=== Section Start ===

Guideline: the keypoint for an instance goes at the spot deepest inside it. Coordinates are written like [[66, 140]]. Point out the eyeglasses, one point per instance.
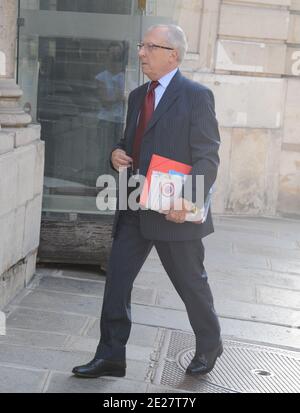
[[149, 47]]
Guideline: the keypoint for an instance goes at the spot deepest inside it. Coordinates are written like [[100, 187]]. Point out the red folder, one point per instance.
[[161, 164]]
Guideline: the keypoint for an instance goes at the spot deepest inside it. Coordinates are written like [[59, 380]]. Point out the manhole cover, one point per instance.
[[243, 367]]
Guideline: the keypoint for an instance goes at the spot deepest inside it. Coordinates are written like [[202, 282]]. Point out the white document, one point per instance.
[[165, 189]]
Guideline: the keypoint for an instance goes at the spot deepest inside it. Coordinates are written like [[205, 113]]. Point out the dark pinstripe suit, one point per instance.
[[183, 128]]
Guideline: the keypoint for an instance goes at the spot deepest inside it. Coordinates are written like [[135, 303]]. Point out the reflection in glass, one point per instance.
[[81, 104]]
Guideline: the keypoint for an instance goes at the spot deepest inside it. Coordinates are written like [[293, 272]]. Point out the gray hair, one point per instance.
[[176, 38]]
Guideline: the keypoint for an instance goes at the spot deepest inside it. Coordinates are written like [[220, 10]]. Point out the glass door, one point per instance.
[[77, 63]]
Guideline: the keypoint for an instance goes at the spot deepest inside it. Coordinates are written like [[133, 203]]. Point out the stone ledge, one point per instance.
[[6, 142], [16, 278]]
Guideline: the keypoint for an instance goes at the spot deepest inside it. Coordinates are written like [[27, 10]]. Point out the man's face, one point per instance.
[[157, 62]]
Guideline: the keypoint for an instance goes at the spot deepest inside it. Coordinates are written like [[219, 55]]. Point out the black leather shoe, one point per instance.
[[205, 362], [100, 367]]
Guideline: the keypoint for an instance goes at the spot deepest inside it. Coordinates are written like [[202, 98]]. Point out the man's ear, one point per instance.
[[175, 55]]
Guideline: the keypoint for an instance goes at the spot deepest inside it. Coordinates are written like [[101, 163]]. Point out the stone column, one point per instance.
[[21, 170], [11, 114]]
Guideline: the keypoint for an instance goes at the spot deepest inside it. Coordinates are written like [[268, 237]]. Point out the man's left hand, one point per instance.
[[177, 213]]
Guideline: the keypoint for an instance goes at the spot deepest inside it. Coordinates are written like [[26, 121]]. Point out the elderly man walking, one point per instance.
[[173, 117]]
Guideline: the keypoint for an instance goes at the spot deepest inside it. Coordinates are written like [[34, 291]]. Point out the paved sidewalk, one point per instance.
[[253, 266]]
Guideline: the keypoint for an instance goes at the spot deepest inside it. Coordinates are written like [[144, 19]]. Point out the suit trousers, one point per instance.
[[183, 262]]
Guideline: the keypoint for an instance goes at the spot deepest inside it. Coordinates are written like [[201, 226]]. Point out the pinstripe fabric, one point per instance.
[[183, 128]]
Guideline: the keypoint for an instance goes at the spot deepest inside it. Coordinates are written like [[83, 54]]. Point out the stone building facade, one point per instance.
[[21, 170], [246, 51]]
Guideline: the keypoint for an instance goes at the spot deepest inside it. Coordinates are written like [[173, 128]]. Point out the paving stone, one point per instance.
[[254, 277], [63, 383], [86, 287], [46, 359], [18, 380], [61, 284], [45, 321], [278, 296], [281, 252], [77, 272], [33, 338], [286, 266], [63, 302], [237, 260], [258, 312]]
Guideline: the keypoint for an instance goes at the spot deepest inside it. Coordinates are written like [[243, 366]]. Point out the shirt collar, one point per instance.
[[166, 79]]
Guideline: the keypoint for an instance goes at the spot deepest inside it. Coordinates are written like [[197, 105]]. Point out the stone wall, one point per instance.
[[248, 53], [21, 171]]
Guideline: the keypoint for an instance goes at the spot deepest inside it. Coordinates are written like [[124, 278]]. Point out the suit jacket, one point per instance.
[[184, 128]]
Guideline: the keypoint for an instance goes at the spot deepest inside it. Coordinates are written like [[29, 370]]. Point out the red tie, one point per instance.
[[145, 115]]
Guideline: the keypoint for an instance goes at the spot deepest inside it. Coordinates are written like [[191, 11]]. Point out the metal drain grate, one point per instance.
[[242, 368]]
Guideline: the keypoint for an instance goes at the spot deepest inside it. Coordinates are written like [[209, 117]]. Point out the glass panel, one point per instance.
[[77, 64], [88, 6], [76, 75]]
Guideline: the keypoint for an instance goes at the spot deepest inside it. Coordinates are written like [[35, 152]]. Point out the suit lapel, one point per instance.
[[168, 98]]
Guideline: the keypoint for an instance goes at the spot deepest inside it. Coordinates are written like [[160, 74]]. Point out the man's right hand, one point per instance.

=== Section End ===

- _Problem_: Drop the pictures and reproduce the rest of the entries above exactly.

- _Response to this task_:
Guideline: the keypoint for an instance goes at the spot deepest inside it. Coordinates are written like [[66, 140]]. Point out the eyeglasses, one point per instance.
[[149, 47]]
Guideline: the keypoint for an instance goes at the spot deepest inside it. Coordinates are written like [[100, 187]]. Point out the red folder, one point per instance.
[[161, 164]]
Guideline: the keypoint for an instance goes at the spot deepest inside it. Coordinates are written like [[59, 380]]. Point out the manhole cover, one point per instance.
[[243, 367]]
Guideline: the keypoint for an instance goes at the spot deepest inside it. Coordinates are written like [[202, 282]]. Point out the white document, one point per instance.
[[165, 189]]
Guideline: the keypoint for an instance goes at the spot deepest inside it. Coordinates are written like [[205, 113]]. Point out the dark pinstripe suit, one point per instance.
[[183, 128]]
Guideline: the keypoint for an instance goes at the spot deepest inside it. Coordinates are written like [[135, 303]]. Point out the reflection in glass, one point per instance.
[[81, 104]]
Guideline: the keypoint for an instance goes at the spot deepest inside it. Coordinates are written like [[293, 272]]. Point out the gray hair, one point per instance.
[[176, 38]]
Guideline: the keypoint for an instance goes at the spot deepest inside it. Coordinates are written like [[220, 10]]. Point out the glass door, one point per instance.
[[77, 63]]
Guideline: the keypoint for an instance goes at the spot deepest inside it. Coordinates are written like [[133, 203]]. Point out the stone ledge, one point per instance.
[[6, 142], [16, 278]]
Guideline: the keypoint for an instance goes at the spot deepest inside it. Coordinates are written like [[27, 10]]. Point out the man's face, one point per instance.
[[157, 62]]
Guideline: the keypoint for an instance goes at the spot deepest inside it. Coordinates are written like [[219, 55]]. Point out the black leather shoe, one point per instance.
[[205, 362], [100, 367]]
Guideline: the keypoint for an instance goes at the spot deepest inside it. Coordinates are written like [[202, 98]]. Point out the man's ear, one point per instance.
[[175, 55]]
Guideline: the keypoint for an instance goes at the spot deepest inside it. Coordinates are written like [[101, 163]]. Point out the stone column, one point per instance.
[[21, 170], [11, 114]]
Guideline: the keypoint for an instance goes at the spot deepest inside it. Coordinates are written like [[268, 237]]. Point out the man's left hand, one point per instance.
[[177, 213]]
Guideline: the keypoint for an instance goes at the spot deepest inside it. Coordinates are written like [[26, 121]]. Point out the elderly man walking, one point per instance.
[[173, 117]]
Guideline: the keypoint for an instance goes at the spot deepest inside it. Coordinates are written like [[34, 291]]. Point out the paved sidewalk, one point per instance.
[[253, 266]]
Guideline: the keypoint for an instance goes at the spot deepest inside it. Coordinates are written like [[144, 19]]. Point out the suit trousers, one point per instance.
[[183, 262]]
Guideline: the keypoint for an instance goes at the spot deepest inside it. Coordinates are written like [[201, 226]]. Point out the pinstripe fabric, one point per instance.
[[183, 128]]
Guideline: the keypoint for an instance goes at the spot deepest inside it. Coordinates are written like [[83, 54]]. Point out the stone building facade, one point per instance.
[[21, 170], [246, 51]]
Guideline: the keypoint for an instance goes at the spot deepest inside it. Coordinates are written like [[173, 128]]. Point out the paving stone, one point per instance.
[[254, 277], [63, 383], [86, 287], [46, 359], [18, 380], [61, 284], [45, 321], [278, 296], [281, 252], [77, 272], [33, 338], [286, 266], [63, 302], [237, 260], [258, 312]]
Guideline: the keypoint for an instance goes at the spot deepest inside it. Coordinates are written like [[243, 366]]. Point out the shirt collar, one point per instance.
[[166, 79]]
Guideline: the keypoint for an instance goes at the spot deepest inside it. Coordinates are written like [[197, 105]]. Point out the stone wall, one point per instance.
[[248, 53], [21, 171]]
Guideline: the keypoint for an instance goes at the spot deepest inside it. Coordinates are written like [[124, 278]]. Point out the suit jacket, one point per instance.
[[184, 128]]
Guideline: the keypoint for an instance goes at the spot deepest inside it. Coordinates are written like [[29, 370]]. Point out the red tie, one point per instance.
[[145, 115]]
Guideline: the keypoint for an instance goes at the spot deepest inside it. Coordinates are written like [[191, 11]]. Point out the metal drain grate, one point per instance.
[[242, 368]]
Guideline: the keypoint for an instance goes at the spot deepest inside it. Coordinates are written like [[209, 117]]. Point out the glass panel, one point per instance.
[[77, 64], [88, 6], [76, 75]]
Guideline: the keypoint for an instance goes at the spot deepest inside it. Coordinates are written like [[35, 152]]. Point out the suit lapel, one point per instance.
[[168, 98]]
Guideline: the keypoint for an instance goes at the spot deepest inside it. Coordinates are written like [[160, 74]]. Point out the man's right hand, one point per instance.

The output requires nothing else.